• **To do**: Write out the listing below word for word.

-- Records for the task follows --

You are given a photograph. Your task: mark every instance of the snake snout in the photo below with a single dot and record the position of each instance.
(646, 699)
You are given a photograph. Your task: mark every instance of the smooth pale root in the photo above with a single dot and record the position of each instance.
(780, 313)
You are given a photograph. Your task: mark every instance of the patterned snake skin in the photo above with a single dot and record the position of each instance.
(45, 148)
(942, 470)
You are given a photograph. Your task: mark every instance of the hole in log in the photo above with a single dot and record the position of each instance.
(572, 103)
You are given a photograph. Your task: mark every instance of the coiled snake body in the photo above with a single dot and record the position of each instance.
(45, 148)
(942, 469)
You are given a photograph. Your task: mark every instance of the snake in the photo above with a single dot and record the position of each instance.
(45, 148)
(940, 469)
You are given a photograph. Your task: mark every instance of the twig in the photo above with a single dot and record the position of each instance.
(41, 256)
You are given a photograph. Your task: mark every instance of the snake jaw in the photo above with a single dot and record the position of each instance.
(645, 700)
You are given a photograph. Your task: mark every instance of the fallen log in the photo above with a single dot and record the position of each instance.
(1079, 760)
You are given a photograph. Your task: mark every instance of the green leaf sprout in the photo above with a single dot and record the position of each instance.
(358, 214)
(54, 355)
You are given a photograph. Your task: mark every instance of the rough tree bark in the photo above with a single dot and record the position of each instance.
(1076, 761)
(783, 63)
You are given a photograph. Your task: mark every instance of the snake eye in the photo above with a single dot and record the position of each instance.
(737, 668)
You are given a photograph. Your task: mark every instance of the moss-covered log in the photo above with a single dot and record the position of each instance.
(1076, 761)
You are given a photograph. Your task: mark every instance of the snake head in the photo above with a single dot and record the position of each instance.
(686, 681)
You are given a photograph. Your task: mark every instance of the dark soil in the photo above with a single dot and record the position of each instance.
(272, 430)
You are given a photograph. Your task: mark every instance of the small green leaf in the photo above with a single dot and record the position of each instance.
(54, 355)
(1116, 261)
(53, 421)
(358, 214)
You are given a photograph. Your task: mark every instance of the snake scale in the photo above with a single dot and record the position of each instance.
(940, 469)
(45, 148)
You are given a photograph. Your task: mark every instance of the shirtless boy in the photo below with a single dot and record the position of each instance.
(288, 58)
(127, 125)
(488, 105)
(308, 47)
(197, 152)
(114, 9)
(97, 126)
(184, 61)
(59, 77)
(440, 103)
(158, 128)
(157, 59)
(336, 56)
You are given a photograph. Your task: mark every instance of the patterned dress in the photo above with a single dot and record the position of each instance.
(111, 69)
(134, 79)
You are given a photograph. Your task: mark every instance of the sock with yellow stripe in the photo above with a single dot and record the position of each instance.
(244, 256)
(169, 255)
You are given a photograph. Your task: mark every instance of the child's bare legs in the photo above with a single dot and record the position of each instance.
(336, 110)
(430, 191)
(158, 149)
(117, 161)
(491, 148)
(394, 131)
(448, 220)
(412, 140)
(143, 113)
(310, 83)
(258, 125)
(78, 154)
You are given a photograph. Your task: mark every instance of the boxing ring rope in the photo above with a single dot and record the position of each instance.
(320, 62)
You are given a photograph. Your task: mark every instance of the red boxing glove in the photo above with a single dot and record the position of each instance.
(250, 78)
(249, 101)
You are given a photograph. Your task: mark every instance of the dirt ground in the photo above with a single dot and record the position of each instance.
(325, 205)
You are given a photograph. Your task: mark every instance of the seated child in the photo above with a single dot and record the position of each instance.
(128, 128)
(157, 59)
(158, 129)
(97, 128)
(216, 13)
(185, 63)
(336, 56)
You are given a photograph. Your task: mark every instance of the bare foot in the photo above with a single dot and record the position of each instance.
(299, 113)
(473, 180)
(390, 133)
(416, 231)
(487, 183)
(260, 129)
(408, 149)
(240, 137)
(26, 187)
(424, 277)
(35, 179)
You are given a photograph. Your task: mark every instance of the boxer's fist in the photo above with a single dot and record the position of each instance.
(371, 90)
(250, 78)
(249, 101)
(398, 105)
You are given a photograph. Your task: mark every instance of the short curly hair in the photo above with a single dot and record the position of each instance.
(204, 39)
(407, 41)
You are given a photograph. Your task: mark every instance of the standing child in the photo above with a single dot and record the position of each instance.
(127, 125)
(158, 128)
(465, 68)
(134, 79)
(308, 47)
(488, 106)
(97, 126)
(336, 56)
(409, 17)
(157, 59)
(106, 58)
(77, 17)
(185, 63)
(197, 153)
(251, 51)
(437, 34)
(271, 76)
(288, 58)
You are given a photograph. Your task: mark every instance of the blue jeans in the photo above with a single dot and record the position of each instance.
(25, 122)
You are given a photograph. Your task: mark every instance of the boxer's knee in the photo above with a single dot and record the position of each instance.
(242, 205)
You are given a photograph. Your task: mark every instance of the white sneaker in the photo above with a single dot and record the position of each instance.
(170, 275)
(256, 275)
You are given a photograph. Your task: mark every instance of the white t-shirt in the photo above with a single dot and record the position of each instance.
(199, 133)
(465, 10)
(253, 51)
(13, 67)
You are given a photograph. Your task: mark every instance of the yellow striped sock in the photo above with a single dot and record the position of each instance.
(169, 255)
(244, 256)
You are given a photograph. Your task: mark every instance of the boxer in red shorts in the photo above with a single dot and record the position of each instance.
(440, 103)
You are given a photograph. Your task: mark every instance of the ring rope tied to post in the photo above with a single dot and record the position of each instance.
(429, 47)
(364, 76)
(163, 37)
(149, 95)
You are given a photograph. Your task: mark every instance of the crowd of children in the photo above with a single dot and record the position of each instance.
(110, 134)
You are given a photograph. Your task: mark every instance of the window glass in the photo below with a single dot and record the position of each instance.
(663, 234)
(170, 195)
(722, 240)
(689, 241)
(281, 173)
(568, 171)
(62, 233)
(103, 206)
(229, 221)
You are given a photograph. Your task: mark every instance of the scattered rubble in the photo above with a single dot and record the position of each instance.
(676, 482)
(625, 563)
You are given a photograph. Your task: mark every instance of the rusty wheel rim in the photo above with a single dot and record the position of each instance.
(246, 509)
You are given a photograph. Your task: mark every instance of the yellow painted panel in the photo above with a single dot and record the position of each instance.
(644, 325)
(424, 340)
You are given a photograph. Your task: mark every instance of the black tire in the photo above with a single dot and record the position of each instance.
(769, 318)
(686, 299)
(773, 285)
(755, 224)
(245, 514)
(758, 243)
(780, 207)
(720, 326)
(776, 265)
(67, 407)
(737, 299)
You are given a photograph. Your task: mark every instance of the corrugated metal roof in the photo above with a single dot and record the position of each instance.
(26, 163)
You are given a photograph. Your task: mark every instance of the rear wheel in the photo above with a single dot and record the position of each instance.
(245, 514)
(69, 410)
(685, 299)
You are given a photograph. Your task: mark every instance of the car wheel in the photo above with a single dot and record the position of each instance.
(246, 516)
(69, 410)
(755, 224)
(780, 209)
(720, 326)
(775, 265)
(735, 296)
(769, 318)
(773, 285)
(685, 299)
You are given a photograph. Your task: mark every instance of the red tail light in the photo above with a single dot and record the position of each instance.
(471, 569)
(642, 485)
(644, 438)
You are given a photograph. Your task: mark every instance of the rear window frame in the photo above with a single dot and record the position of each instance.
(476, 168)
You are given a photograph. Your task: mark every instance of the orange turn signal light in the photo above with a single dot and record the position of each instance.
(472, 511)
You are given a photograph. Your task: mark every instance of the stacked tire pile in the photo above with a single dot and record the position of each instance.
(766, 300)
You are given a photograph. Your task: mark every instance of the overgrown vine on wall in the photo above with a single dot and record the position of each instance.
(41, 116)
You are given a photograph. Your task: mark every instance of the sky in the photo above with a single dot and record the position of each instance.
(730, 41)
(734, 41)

-- Records for the task concluded --

• **Problem solution**:
You are given a photograph. Your task: mark every instance of the snake snout in the photo below with a single dot and record the position of each instance.
(646, 699)
You are given a photograph. Your task: mark every instance of the smooth pale root in the photo above with a single dot and record the position of each instance.
(780, 313)
You are given a photograph. Your task: mark every instance of the patterned snake skin in the photo above with a single dot and record the position of each instance.
(45, 148)
(942, 470)
You are given a photograph. Your task: mark every instance of the hole in log in the photo above with a single dot and record the position of each instance.
(572, 103)
You are given a photograph. Your task: mark every instance of the coiled snake body in the photo above with a single dot and record the position of each instance.
(45, 148)
(942, 469)
You are given a photograph. Your task: mark every instance of the snake in the photo above with a single dot and record the position of each instance.
(45, 148)
(940, 469)
You are given a photograph. Your task: mark every instance of the twig in the photo above with a single dot and record the position of each instance.
(41, 256)
You are given a photograph. Your task: mark every instance of the snake jaw in the photo above with a single dot and record the position of each instance.
(645, 700)
You are given a photograph. Your task: mark every instance of the fallen log in the photo above with a single dot and record the position of each instance.
(1079, 760)
You are given a photograph. Your task: mark every instance of the green leaf sprout in the photo above with a single dot and record the position of each instance.
(358, 214)
(54, 355)
You are given a photograph. Your task: mark every instance of the rough tree bark in the photo above with a single dot and record the position of each instance.
(1076, 761)
(783, 63)
You are given a photograph. Your task: mark every instance of the snake eye in the photo above with a single dot and record the position of each instance.
(737, 668)
You are given a photograph. Your task: mark every instance of the moss-covered log in the photo above with a single dot and record the position of each instance.
(1076, 761)
You are given a photograph. Your task: mark every instance of the snake head in the photo above with a single dot and record the position of each instance.
(686, 681)
You are given a photograph. Your task: mark every instance of the dark soil in the photo above with a single dot and record the position of each instance.
(272, 430)
You are given a photograph. Your task: mark every instance of the small green leaf in the photo above with a single dot and record the position of each instance.
(54, 355)
(1116, 261)
(53, 421)
(358, 214)
You are given a photograph. Your task: mark every instance of the snake scale in the photo above with a single dot and record the position of each instance.
(940, 469)
(45, 148)
You are given a photograph. Your task: mark every instance of the shirtless boy in the photo below with a single dot and record the position of each instance.
(288, 58)
(127, 125)
(488, 105)
(308, 47)
(197, 152)
(114, 9)
(97, 126)
(184, 61)
(59, 77)
(440, 103)
(158, 128)
(157, 59)
(336, 56)
You are given a photograph. Your task: mark every instance of the patterned dress in the photo above with a single dot and record the position of each instance.
(111, 69)
(134, 79)
You are given a photograph. Your task: mark every instance of the sock with yellow stripe in the photo above with a single dot and record the position of each instance.
(244, 256)
(169, 255)
You are given a photograph. Your task: mark every instance of the child's bare legs in the photo above with a single dot and record the position of each instance.
(336, 110)
(430, 191)
(158, 149)
(117, 161)
(491, 148)
(394, 131)
(448, 220)
(412, 140)
(143, 113)
(310, 83)
(258, 125)
(78, 154)
You are given a photograph. Your task: mark every instance of the boxing ring rope in the photo above with a single dot and record the position of each instance.
(320, 62)
You are given a photograph. Your task: mark every instance of the red boxing glove in the photo above with a single dot and record the position of each instance.
(250, 78)
(249, 101)
You are given a photograph. Your task: mark every instance of the dirt ground in the photo above with a single dot and record the position of each instance.
(325, 205)
You are given a photograph. Your task: mark every instance of the seated child in the photo above with a single dot and record the position of each instance.
(128, 128)
(157, 59)
(158, 129)
(97, 128)
(216, 13)
(185, 63)
(336, 56)
You are given a photograph. Your task: mark every instance of the bare foot in the photo above with a single dot and record the position of each instance.
(299, 113)
(473, 180)
(390, 133)
(416, 231)
(487, 183)
(260, 129)
(408, 149)
(240, 137)
(26, 187)
(424, 277)
(35, 179)
You are given a photograph. Your task: mark every instance of the boxer's fist in the photo above with a single dot and record the position of each instance.
(371, 90)
(250, 78)
(249, 101)
(398, 105)
You are given a photograph. Your task: mark every instance of the short curly hair in the photo above with a single dot and record the position of each instance.
(204, 39)
(407, 41)
You are given a photograph. Your task: mark every instance of the standing child in the photo above with a single dot and record the position of each instance.
(127, 125)
(158, 128)
(465, 68)
(134, 79)
(308, 47)
(488, 106)
(97, 126)
(336, 56)
(409, 17)
(157, 59)
(106, 58)
(77, 17)
(185, 63)
(197, 153)
(251, 51)
(437, 34)
(271, 76)
(288, 58)
You are given a photograph. Your task: mark every instance of the blue jeans in the photo above with a single dot and record the position of each instance.
(25, 122)
You are given a photograph. Your task: mark every instance of the boxer's knee in the photo above with a single dot and record the position of each instance.
(242, 205)
You are given a photograph. Your task: mark every instance of the white sneaker in the photo above with a single dot and record the position of each instance.
(170, 275)
(256, 275)
You are given a photograph. Your task: mark every instance of the white t-shirt in the photo above with a single dot and record the position of each instance.
(199, 133)
(465, 10)
(253, 51)
(13, 67)
You are given a photograph. Your task: mark every instance of the yellow striped sock in the photo above with a single dot and record the position of each instance.
(169, 255)
(244, 256)
You are given a photograph. Your task: mark every instance of the boxer in red shorts in the photo above with a single dot and record the position of each instance.
(440, 103)
You are given a photograph. Your task: mark every instance of the ring rope tied to post in the photo above with a single dot and record the position of each instance.
(429, 47)
(364, 76)
(163, 37)
(149, 95)
You are given a photograph. Your task: mark every instance of the crowd of children in the photo above with a single dot and record the position of each instance.
(110, 134)
You are given a photograph. Your task: mark every instance of the window glass in the photo below with a single dot and record the position of each instance.
(663, 234)
(170, 195)
(722, 240)
(689, 241)
(281, 173)
(568, 171)
(62, 233)
(103, 206)
(229, 221)
You are given a photograph. Your task: mark every instance of the scattered rubble in the photo above with a single dot and record the position of each instance.
(676, 482)
(625, 563)
You are given a photograph. Your task: mark every instance of the rusty wheel rim in the photo above with a single dot and record the position of each instance.
(246, 509)
You are given a photograph. Your task: mark every instance of the yellow painted panel in the photo above with a single dot and record the position of each instance.
(644, 325)
(424, 340)
You are given a photograph. Your task: mark every instance of the black tire in the photo above with a single dot and record the position of each instance.
(769, 318)
(686, 299)
(773, 285)
(755, 224)
(245, 514)
(758, 243)
(780, 207)
(720, 326)
(776, 265)
(67, 407)
(737, 299)
You are given a photograph. Your task: mark every instance of the corrugated metal roof in the photo above with a single dot and record the position of each instance.
(26, 163)
You are given a photograph. Your task: mark every instance of the rear wheel in the photo above with a single dot and record the position of each instance.
(245, 514)
(69, 410)
(685, 299)
You are given a photograph. Your task: mark every instance of the car wheel in the photo above with a single dot and record the position of each instance.
(246, 516)
(69, 410)
(755, 224)
(780, 209)
(720, 326)
(775, 265)
(735, 296)
(769, 318)
(773, 285)
(685, 299)
You are given a photograph. Your task: mark every instance of the red tail light in the photo above with a single dot and record the position of each instance.
(471, 569)
(642, 485)
(644, 438)
You are given a photograph. Your task: mark every instance of the rear window frame in the photo above with a single dot and record the position of each instance.
(476, 168)
You are given a photograph. Your task: mark every instance of the orange turn signal light in the photo above with a single dot and record the position of each instance.
(472, 511)
You are given a photograph. Your task: mark every instance of the stacked tire pile in the photo above with a single dot and record the position of each instance.
(766, 300)
You are given a photograph. Your task: mark every instance of the overgrown vine on wall in the photo above with a single dot and record the position of each instance.
(41, 116)
You are given a photograph. Your task: mark every instance of the sky in the photo above with a single dot and record the position of each instance.
(730, 41)
(734, 41)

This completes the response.